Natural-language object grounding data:

^^^^

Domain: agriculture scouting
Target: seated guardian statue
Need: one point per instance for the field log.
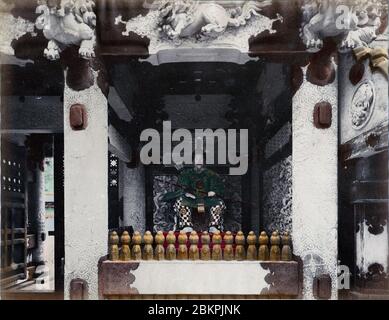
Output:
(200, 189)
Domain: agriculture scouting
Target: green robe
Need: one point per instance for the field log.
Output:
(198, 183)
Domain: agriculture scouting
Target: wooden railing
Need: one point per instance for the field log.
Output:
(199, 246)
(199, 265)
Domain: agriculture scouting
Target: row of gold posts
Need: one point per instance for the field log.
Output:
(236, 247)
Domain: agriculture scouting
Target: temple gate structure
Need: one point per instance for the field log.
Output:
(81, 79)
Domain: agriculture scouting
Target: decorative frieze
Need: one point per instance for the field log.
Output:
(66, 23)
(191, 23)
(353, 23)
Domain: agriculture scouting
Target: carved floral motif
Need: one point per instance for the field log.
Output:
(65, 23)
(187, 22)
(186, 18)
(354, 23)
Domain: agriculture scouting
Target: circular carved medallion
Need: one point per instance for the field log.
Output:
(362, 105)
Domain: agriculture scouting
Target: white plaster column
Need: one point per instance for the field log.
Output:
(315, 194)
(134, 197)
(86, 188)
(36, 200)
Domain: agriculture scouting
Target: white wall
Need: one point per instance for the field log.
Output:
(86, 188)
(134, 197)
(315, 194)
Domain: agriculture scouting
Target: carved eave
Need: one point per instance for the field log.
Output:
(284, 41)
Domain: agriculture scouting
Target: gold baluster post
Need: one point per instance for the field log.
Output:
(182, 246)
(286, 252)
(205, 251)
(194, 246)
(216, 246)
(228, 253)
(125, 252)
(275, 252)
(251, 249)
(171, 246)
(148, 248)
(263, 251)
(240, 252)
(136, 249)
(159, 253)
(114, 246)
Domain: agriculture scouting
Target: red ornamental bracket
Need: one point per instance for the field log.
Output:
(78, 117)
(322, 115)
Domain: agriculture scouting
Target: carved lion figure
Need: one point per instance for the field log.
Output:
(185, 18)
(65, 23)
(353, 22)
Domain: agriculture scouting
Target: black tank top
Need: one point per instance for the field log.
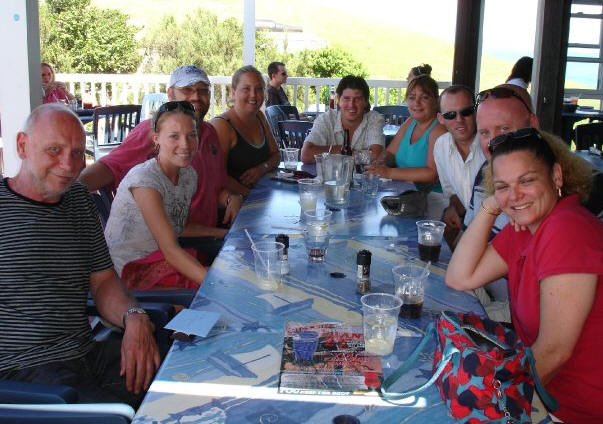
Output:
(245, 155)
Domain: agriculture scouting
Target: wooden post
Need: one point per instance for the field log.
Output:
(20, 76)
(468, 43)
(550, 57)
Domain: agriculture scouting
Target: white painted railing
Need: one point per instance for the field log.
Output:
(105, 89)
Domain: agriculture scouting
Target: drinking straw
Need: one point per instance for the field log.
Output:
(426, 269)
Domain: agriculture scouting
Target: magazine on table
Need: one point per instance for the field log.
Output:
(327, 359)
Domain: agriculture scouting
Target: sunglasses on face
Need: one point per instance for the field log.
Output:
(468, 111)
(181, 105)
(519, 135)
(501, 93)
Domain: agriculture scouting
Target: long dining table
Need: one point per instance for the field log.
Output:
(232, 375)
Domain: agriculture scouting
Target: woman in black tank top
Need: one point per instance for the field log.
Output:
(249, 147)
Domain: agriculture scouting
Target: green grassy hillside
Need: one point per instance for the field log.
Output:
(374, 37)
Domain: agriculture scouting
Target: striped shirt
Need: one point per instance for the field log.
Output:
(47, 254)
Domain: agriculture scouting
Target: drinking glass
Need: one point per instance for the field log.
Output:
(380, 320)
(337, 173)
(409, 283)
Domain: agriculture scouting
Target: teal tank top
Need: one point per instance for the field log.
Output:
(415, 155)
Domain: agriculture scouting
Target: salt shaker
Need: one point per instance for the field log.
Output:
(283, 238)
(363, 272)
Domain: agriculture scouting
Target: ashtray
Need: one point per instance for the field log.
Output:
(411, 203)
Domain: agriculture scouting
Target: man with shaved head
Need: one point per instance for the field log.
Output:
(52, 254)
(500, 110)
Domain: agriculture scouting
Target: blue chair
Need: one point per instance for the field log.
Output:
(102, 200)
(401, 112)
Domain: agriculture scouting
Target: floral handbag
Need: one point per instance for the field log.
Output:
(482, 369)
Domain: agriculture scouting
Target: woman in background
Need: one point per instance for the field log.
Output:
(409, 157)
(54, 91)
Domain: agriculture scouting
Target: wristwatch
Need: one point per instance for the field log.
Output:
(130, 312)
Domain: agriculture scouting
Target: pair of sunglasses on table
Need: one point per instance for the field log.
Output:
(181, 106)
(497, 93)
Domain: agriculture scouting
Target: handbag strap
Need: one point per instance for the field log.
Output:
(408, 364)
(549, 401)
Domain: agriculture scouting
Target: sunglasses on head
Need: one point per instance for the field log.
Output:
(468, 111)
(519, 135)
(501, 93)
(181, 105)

^^^^

- **WHAT YOU WILL DO**:
With the pictures omitted, print each line of the data above precisely as given.

- **SOLUTION TO THIS TASK**:
Domain: agriculture scouting
Target: seated guardian statue
Need: one point per instance for the field log.
Output:
(200, 189)
Domain: agriculture scouting
Target: green robe
Need: one point per instance for the field log.
Output:
(198, 183)
Domain: agriculture scouting
Target: wooden railing
Need: one point per instance for the field log.
Output:
(199, 246)
(199, 265)
Domain: agriculture scouting
Target: row of gold posts
Need: one point per instance for the field log.
Output:
(236, 247)
Domain: agriculture scouting
Target: temple gate structure
Need: one point per instance for the field log.
Output:
(81, 79)
Domain: agriculture scouting
Target: decorative frieze
Need: one point per instance for the field log.
Output:
(66, 23)
(191, 23)
(353, 23)
Domain: agriculture scouting
Target: carved floral motif
Need: one point per instance for the field log.
Output:
(65, 23)
(187, 22)
(186, 18)
(354, 23)
Domain: agriculture scouting
Target: circular carved medallion
Need: one point per instance for the field log.
Output:
(362, 105)
Domain: agriculture scouting
Target: white plaster column
Need: one point per instance for the field log.
Output:
(315, 194)
(134, 197)
(86, 188)
(36, 200)
Domain: agriculture scouting
Target: white wall
Need: one point per instance for the field log.
Output:
(86, 188)
(134, 197)
(315, 194)
Domain: agriculture scouting
Target: carved eave
Need: one point per instance for the field log.
Output:
(284, 41)
Domain: agriculture scouting
Target: gold baluster post
Need: one point per instance for the field log.
Output:
(182, 246)
(286, 252)
(205, 251)
(194, 246)
(216, 246)
(228, 253)
(125, 252)
(275, 252)
(251, 249)
(171, 246)
(148, 248)
(263, 251)
(240, 252)
(136, 249)
(159, 253)
(114, 246)
Domain: agriculture scouting
Target: red ornamental bracket
Need: one point per instance for the field log.
Output:
(78, 117)
(322, 115)
Domain: agriculture scouting
Target: carved lion figure
Need: one point per instance for the field log.
Output:
(185, 18)
(65, 23)
(353, 22)
Domain: agriculture scouting
Target: black tank top
Need: one point per instance for the field log.
Output:
(245, 155)
Domain: agriculture scouting
Target: wooden post
Need: one point per instance for the field log.
Output:
(20, 76)
(468, 43)
(550, 57)
Domain: agriculture scouting
Target: white painted railing
Need: one point per instance for the field log.
Output:
(105, 89)
Domain: agriculture scouting
Target: drinking straw
Need: one point per instance for the field log.
Output:
(426, 269)
Domain: agriculture scouting
Target: magazine on table
Need: one point per instance for the field log.
Output:
(327, 359)
Domain: agriculture scouting
Target: sunglasses on face
Need: one point per instance for the field log.
Output:
(468, 111)
(181, 105)
(519, 135)
(501, 93)
Domain: agriculture scouting
Target: long dining table
Need: one point per instance for the field log.
Output:
(232, 375)
Domain: agriculture scouting
Target: woman in black tank top
Need: one point per instance for the field log.
Output:
(249, 147)
Domain: agriculture scouting
Target: green grassy hillside
Need: one point per instance for the field log.
Output:
(374, 37)
Domain: agriculture scouting
Target: striped shirt
Need: one point per instance for the field log.
Output:
(47, 254)
Domain: agriculture scouting
Target: drinking glass
Need: one point per instance for the field log.
Output:
(380, 320)
(337, 173)
(409, 283)
Domain: agriculture scouting
Target: teal tank top
Need: one point per instance for the field log.
Output:
(415, 155)
Domain: agriculture scouting
Target: salt shaker
Need: one point per instance for the field log.
Output:
(283, 238)
(363, 272)
Domain: agriculture scouting
Target: ashtray
Need: one point per instance for the field log.
Output:
(411, 203)
Domain: agriculture scouting
Target: man with shaved head
Need: one point per instance for the field log.
Output:
(52, 254)
(500, 110)
Domain: agriculture scouting
Target: blue chair
Need: one point per instance for the field log.
Output:
(102, 200)
(401, 112)
Domain: agriculture scouting
Target: floral handbag
Need: one point per instance for the field log.
Output:
(482, 369)
Domain: agriculture scouting
Target: woman in background
Need: one point per instance for the field log.
Output:
(409, 157)
(54, 91)
Domain: agriculture scouting
Target: wristwatch
Need: one point per instance for the field log.
Output:
(130, 312)
Domain: agriculture scouting
Target: pair of sunglasses on table
Need: one point per instance for the field log.
Output:
(181, 106)
(497, 93)
Domain: agriculture scouting
Target: handbag strap
Need: one point per instance for the field log.
Output:
(408, 364)
(549, 401)
Domain: agriculture scouting
Target: sunglasses on head
Need: one point per instance for the field log.
Output:
(468, 111)
(519, 135)
(501, 93)
(181, 105)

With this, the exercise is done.